> _Objective a_: In the article on Asia's demographics, how many percentage points did demographic factors add to Thailand's annual per capita growth rate during the 1980s?
____ Selected passage
DEMOGRAPHY, it is often said, is destiny. Demographic trends have certainly played a major role in driving Asia's economic growth over recent decades.
Cleaner water supplies and the provision of basic healthcare meant far more babies survived to reach adulthood. At the same time, better schooling meant more children — and many more girls — received an education.
The result a few years down the line was a much bigger and more productive workforce.
Bigger workforces boosted economic output in their own right. But there was also a powerful multiplier effect.
Better educated and richer families tend to have fewer babies. As a result women spent less time looking after their children and more time working.
What's more, with fewer children to care for, families could afford to save more, helping to fund the infrastructure investment the region needed so badly to raise productivity to the next level.
The result was an explosion in Asia's economic growth. According to the Asian Development Bank, during the 1980s demographic factors alone added 2.5 percentage points to Thailand's annual per capita growth rate, and around 2 percentage points to China's and South Korea's.
But the trend cannot last. With people who entered the labour force in the 1970s now nearing retirement age, the UN population division warns that in Hong Kong, Singapore, South Korea and China the number of workers will soon begin to fall relative to their dependents.
To some economists, that decline spells disaster. Among them is Nobel laureate Edmund Phelps, who in 2007 warned that: "Demographics are a negative force that will weigh very heavily on China."
The pessimists fear the burden of supporting armies of retirees, many without adequate pensions, will depress savings rates and crush economic growth.
Not everyone is so worried. Gareth Leather at independent research house Capital Economics points out that there is plenty Asian governments can do to counter the effects of adverse demographic headwinds.
Most obviously they can raise their retirement age, as Germany has recently done, and provide incentives to people who keep on working. That could make an especially big difference in China where the official retirement age is just 60 for men and a relatively youthful 55 for women.
China will also benefit from continued migration into its cities from the countryside. With more than 35% of the workforce employed in agriculture, compared with less than 10% in South Korea, there are many productivity gains still to be made from rural-urban population movement.
________
____ Data shown
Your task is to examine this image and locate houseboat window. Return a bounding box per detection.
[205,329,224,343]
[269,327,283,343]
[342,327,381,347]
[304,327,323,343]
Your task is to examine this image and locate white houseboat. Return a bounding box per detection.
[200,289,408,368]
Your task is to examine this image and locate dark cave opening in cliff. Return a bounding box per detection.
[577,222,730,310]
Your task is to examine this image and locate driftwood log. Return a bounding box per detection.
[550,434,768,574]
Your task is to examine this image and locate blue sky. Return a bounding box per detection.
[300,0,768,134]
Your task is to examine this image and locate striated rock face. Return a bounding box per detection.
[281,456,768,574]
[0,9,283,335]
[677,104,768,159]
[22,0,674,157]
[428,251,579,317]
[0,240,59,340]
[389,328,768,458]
________
> _Objective b_: Express the stretch of the records from the line containing "Your task is to examine this image and locate dark" through the line containing "[300,0,768,134]" as a JSON list of strings, one string per line, with blank lines left out.

> _Task result a_: 2.5 percentage points.

> _Task result b_:
[
  "Your task is to examine this image and locate dark cave opening in cliff. Return a bounding box per detection.",
  "[577,222,730,310]",
  "Your task is to examine this image and locate driftwood log. Return a bounding box per detection.",
  "[550,434,768,574]",
  "Your task is to examine this image and locate blue sky. Return a bounding box per detection.",
  "[300,0,768,134]"
]